EXCERPTED TEXT →
Facing the STEM Monster at Fablearn 2016

On October 14th-16th, Stanford held the 6th annual FabLearn conference on creativity and making in education. The FabLearn Conference, as their website describes, “aims to bring together award-winning academics and educators, learning sciences researchers, and policy-advisors to build a community interested in putting curiosity, innovation, and hands-on problem solving back into today’s schools.” FabLearn also supports an international cohort of educators, the FabLearn Fellows, who work to create open-source maker focused curriculum, and to contribute research about making and digital fabrication in education. Past Fellows are responsible for amazing work such as Meaningful Making: Projects and Inspirations for FabLabs and Makerspacesa book of inspirational ideas, assessment strategies, and recommended projects for maker educators.

The conference theme this year was Diversity in Making: People, Projects, & Powerful Ideas, and was kicked off Friday night by a panel featuring Edith Ackermann, Erica Rosenfeld Halverson and Richard Halverson and a keynote from Leah Buechley.

The night began with a hypothetical scenario. It’s the year 2026, the maker movement has failed, why?

In response, Erica Rosenfeld Halverson’s presented a fear faced by many educators working to integrate making into their learning environments – that the maker movement is in danger of becoming consumed by what Halverson calls “the STEM Monster.” Making, and maker education, she claimed, needs to be seen as something possible across many subjects, and as something that has value beyond its role in the STEM pipeline.

TASK INSTRUCTIONS →
**a.** Print the passage of the FabLearn 2016 article that begins at the words "The night began" and ends after the words "the STEM pipeline.".
**b.** In the FabLearn 2016 article, why did Erica Rosenfeld Halverson bring up "the STEM Monster," and what did she say making needs to be seen as?
**c.** Go on with the FabLearn 2016 article from its last sentence.

DATA RECORDS →

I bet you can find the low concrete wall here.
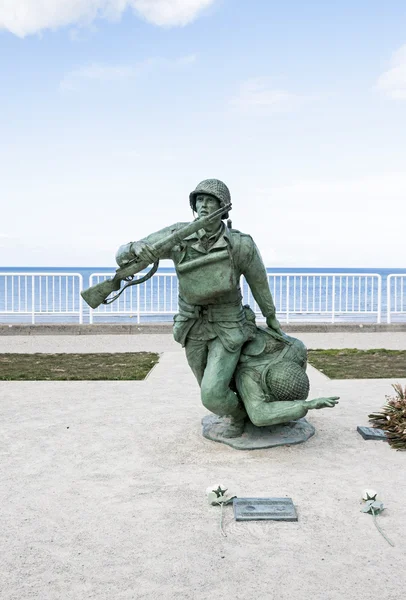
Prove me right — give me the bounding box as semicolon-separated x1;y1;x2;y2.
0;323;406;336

==

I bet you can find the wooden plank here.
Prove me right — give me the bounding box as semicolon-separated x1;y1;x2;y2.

THE ANSWERS →
**a.**
The night began with a hypothetical scenario. It’s the year 2026, the maker movement has failed, why?

In response, Erica Rosenfeld Halverson’s presented a fear faced by many educators working to integrate making into their learning environments – that the maker movement is in danger of becoming consumed by what Halverson calls “the STEM Monster.” Making, and maker education, she claimed, needs to be seen as something possible across many subjects, and as something that has value beyond its role in the STEM pipeline.

**b.** She raised it in response to the evening's hypothetical question: it is 2026 and the maker movement has failed, so why? Her answer was the fear, shared by many educators, that the movement could be consumed by the STEM Monster. She said making should be seen as possible across many subjects and as having value beyond its role in the STEM pipeline.

**c.**
It is important, and something we repeat often at Maker Ed, to acknowledge the ways that making is possible in subjects well beyond science, technology, engineering and math. As much of the work presented at FabLearn and published by the FabLearn Fellows illustrates, making is valuable across disciplines (see this amazing history project by FabLearn Fellow Heather Allen Pang, published in Meaningful Making: Projects and Inspirations for FabLabs and Makerspaces).

According to Leah Beuchly however, STEM cannot be discounted and should not necessarily be cast in an entirely negative light. Rather, she emphasized in her FabLearn keynote the kinds of activities and process that fall under the STEM umbrella need to be expanded. In today’s social and economic system, Beuchley claims, STEM education is a key to certain kinds of success and power and by expanding what “counts” as STEM, we open up access to this power to a much wider, more diverse group of learners.

Watch Beuchley’s keynote, and the rest of the opening panel here, and explore all of the recorded presentations from Fablearn 2016 on their site.

We would love to hear your thoughts on the relationship between STEM and making! Do you fear the STEM Monster? Do you agree with Leah’s claim that expanding what we call STEM can help create a more diverse maker movement? Share your thoughts on social media using #FabLearn and #MakerEd. Be sure to tag Maker Ed (@MakerEdOrg)!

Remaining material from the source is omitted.